Recopiez sans rien modifier les lignes qui vont de celle contenant « Task: mark the man's » jusqu'à celle contenant « [[418, 271]] », ces deux lignes comprises.
--- CONTENU DES DONNÉES ---
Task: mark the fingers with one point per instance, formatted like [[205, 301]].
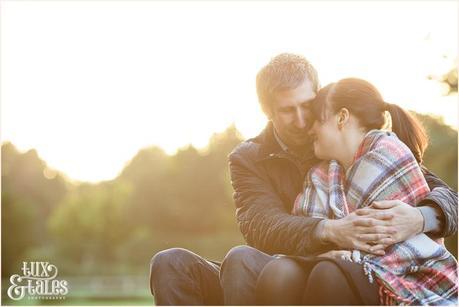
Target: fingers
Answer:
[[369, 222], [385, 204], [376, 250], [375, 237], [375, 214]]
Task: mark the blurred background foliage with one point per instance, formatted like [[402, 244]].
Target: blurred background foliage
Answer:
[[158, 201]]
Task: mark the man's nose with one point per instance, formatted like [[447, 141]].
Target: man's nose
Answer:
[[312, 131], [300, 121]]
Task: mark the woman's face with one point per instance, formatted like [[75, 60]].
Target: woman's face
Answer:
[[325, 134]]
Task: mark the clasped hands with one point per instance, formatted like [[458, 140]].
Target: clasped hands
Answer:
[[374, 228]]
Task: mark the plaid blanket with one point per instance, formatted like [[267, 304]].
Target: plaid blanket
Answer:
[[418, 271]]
---
--- CONTENU DES DONNÉES ---
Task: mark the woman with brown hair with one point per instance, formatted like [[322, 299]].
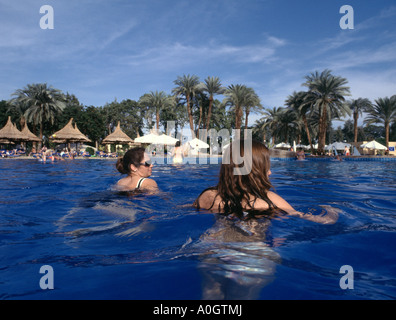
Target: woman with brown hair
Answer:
---
## RÉPONSE COMPLÈTE
Task: mark the man's nose with one point per instance, formatted like [[447, 141]].
Target: man's nose
Answer:
[[312, 131], [300, 121]]
Task: mark the woman's face with one point per instance, formatted like [[75, 60]].
Target: woman's face
Answer:
[[325, 134]]
Task: mark the clasped hands with one point per instance, formatted like [[458, 140]].
Target: clasped hands
Answer:
[[374, 228]]
Task: mark the plaid blanket with one point per instance, formatted like [[267, 304]].
Target: plaid blanket
Answer:
[[418, 271]]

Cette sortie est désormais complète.